The problem:
Please give an exact transcription of the records shown below.
• • • •
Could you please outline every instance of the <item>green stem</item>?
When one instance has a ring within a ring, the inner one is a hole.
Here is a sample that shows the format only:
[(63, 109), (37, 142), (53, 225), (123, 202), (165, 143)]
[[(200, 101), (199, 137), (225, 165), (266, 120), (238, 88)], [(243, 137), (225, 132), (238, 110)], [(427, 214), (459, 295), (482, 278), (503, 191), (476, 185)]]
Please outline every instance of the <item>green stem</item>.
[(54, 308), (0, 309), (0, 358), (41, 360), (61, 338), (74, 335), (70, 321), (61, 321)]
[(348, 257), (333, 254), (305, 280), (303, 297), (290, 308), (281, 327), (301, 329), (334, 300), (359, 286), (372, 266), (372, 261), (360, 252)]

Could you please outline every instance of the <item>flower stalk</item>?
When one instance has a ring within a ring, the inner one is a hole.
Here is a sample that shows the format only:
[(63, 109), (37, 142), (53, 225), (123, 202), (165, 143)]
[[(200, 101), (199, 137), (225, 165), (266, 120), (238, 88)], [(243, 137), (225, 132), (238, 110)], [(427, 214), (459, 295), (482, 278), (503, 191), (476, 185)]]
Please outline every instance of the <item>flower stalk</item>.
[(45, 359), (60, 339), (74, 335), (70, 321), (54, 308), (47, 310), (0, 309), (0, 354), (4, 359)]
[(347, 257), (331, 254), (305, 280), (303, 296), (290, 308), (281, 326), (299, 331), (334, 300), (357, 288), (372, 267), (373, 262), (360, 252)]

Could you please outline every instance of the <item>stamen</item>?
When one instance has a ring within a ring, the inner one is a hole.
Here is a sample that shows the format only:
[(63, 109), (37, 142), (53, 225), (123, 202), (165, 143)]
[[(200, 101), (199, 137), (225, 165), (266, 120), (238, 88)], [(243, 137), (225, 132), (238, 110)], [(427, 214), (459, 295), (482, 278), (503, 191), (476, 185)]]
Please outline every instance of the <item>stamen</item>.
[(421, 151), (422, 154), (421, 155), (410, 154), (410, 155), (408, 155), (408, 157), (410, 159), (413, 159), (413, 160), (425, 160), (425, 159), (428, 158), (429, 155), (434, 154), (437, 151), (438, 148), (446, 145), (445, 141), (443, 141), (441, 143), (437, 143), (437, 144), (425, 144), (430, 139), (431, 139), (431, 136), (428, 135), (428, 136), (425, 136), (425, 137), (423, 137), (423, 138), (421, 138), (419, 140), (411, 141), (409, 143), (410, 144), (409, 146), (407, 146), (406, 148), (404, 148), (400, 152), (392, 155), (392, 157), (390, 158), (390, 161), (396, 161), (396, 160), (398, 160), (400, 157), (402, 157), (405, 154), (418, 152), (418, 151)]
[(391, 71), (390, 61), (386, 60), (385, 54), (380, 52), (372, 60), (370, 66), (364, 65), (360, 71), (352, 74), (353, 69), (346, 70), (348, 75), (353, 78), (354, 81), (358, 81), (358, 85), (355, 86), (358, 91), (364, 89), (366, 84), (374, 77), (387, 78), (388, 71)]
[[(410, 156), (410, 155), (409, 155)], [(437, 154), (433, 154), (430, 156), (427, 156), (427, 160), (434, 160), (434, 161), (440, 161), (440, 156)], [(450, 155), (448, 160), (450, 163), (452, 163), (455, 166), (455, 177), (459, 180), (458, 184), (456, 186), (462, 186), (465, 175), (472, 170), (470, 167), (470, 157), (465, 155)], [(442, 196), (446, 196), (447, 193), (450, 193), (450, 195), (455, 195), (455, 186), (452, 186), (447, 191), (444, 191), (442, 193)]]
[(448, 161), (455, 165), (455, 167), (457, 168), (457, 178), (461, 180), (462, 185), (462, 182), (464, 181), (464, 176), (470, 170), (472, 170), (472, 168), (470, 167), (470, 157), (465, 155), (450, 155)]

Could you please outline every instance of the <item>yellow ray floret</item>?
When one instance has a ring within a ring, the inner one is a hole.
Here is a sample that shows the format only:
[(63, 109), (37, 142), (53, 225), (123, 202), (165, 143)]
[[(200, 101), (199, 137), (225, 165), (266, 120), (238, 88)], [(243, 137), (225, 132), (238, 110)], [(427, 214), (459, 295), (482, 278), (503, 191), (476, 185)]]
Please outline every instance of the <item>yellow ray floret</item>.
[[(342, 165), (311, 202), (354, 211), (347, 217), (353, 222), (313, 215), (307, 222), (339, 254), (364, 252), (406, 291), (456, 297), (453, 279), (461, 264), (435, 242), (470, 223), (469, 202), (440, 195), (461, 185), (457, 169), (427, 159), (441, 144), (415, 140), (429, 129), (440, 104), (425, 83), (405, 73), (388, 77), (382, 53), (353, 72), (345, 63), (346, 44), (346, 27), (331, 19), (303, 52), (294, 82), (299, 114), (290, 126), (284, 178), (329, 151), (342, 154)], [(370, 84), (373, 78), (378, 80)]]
• • • •
Answer to the exercise:
Could you please outline every instance of the <item>green stem</item>?
When one instance has a ring within a ring, the inner one is a hole.
Here is a sample that shows the format only:
[(63, 109), (37, 142), (53, 225), (123, 202), (165, 143)]
[[(200, 101), (199, 137), (225, 165), (266, 120), (238, 88)], [(243, 137), (225, 132), (238, 110)], [(427, 214), (459, 295), (482, 278), (503, 191), (476, 185)]]
Please outline every instance of the <item>green stem</item>.
[(54, 308), (0, 309), (0, 358), (41, 360), (61, 338), (74, 335), (70, 321), (61, 321)]
[(348, 257), (333, 254), (305, 280), (303, 297), (290, 308), (281, 327), (301, 329), (334, 300), (359, 286), (372, 266), (372, 261), (360, 252)]

Could you please outline every instance of the <item>flower stalk</item>?
When one instance has a ring within a ring, the inner one is a hole.
Here is a sample that shows the format only:
[(63, 109), (37, 142), (53, 225), (123, 202), (165, 143)]
[[(200, 101), (199, 137), (225, 165), (266, 120), (238, 88)], [(243, 137), (225, 132), (238, 110)], [(427, 214), (459, 295), (482, 278), (503, 191), (476, 185)]]
Please outline every instance of the <item>flower stalk</item>.
[(45, 359), (60, 339), (74, 335), (70, 321), (54, 308), (47, 310), (0, 309), (0, 354), (4, 359)]
[(347, 257), (331, 254), (305, 280), (303, 296), (290, 308), (281, 326), (299, 331), (334, 300), (357, 288), (372, 267), (373, 262), (360, 252)]

Could you please outline every instance of the <item>stamen</item>?
When one instance has a ring within a ring, the inner one is a hole.
Here is a sample that shows the format only:
[(63, 109), (37, 142), (53, 225), (123, 202), (165, 143)]
[[(200, 101), (199, 137), (225, 165), (266, 120), (238, 88)], [(243, 137), (225, 132), (238, 110)], [(427, 214), (459, 295), (482, 278), (503, 191), (476, 185)]]
Please outline every instance of the <item>stamen</item>.
[(421, 151), (422, 154), (421, 155), (410, 154), (410, 155), (408, 155), (408, 157), (410, 159), (413, 159), (413, 160), (425, 160), (425, 159), (428, 158), (429, 155), (434, 154), (437, 151), (438, 148), (446, 145), (445, 141), (443, 141), (441, 143), (437, 143), (437, 144), (425, 144), (430, 139), (431, 139), (431, 136), (428, 135), (428, 136), (425, 136), (425, 137), (423, 137), (423, 138), (421, 138), (419, 140), (411, 141), (409, 143), (410, 144), (409, 146), (407, 146), (406, 148), (404, 148), (400, 152), (392, 155), (392, 157), (390, 158), (390, 161), (396, 161), (396, 160), (398, 160), (400, 157), (402, 157), (405, 154), (418, 152), (418, 151)]
[(391, 71), (390, 61), (386, 60), (385, 54), (380, 52), (372, 60), (370, 66), (364, 65), (360, 71), (352, 74), (353, 69), (346, 70), (348, 75), (353, 78), (354, 81), (358, 81), (358, 85), (355, 86), (358, 91), (364, 89), (366, 84), (374, 77), (387, 78), (388, 71)]
[[(410, 156), (410, 155), (409, 155)], [(437, 154), (433, 154), (430, 156), (427, 156), (427, 160), (434, 160), (434, 161), (440, 161), (440, 156)], [(450, 155), (448, 160), (450, 163), (452, 163), (455, 166), (455, 177), (459, 180), (458, 184), (456, 186), (462, 186), (465, 175), (472, 170), (470, 167), (470, 157), (465, 155)], [(442, 196), (446, 196), (447, 193), (450, 193), (450, 195), (455, 195), (455, 186), (452, 186), (447, 191), (444, 191), (442, 193)]]
[(448, 161), (455, 165), (455, 167), (457, 168), (457, 178), (461, 180), (462, 185), (462, 182), (464, 181), (464, 176), (470, 170), (472, 170), (472, 168), (470, 167), (470, 157), (465, 155), (450, 155)]

Could you please outline every instance of the <item>yellow ray floret</item>?
When one instance has a ring within a ring, the inner one is a hole.
Here is a sample that shows the format only:
[(63, 109), (37, 142), (53, 225), (123, 202), (165, 143)]
[[(200, 101), (199, 137), (225, 165), (266, 120), (238, 88)], [(243, 137), (225, 132), (238, 110)], [(427, 214), (459, 295), (482, 278), (503, 191), (476, 185)]]
Please outline every instance of the <item>yellow ray floret</item>.
[[(342, 165), (311, 202), (354, 211), (347, 217), (353, 222), (313, 215), (307, 222), (339, 254), (364, 252), (406, 291), (456, 297), (453, 279), (461, 264), (435, 242), (470, 223), (469, 202), (440, 195), (461, 185), (457, 169), (427, 159), (441, 144), (415, 140), (429, 129), (440, 104), (425, 83), (405, 73), (388, 77), (382, 53), (353, 72), (345, 63), (346, 44), (346, 27), (331, 19), (303, 52), (294, 82), (299, 114), (290, 126), (284, 178), (329, 151), (342, 154)], [(370, 84), (373, 78), (378, 80)]]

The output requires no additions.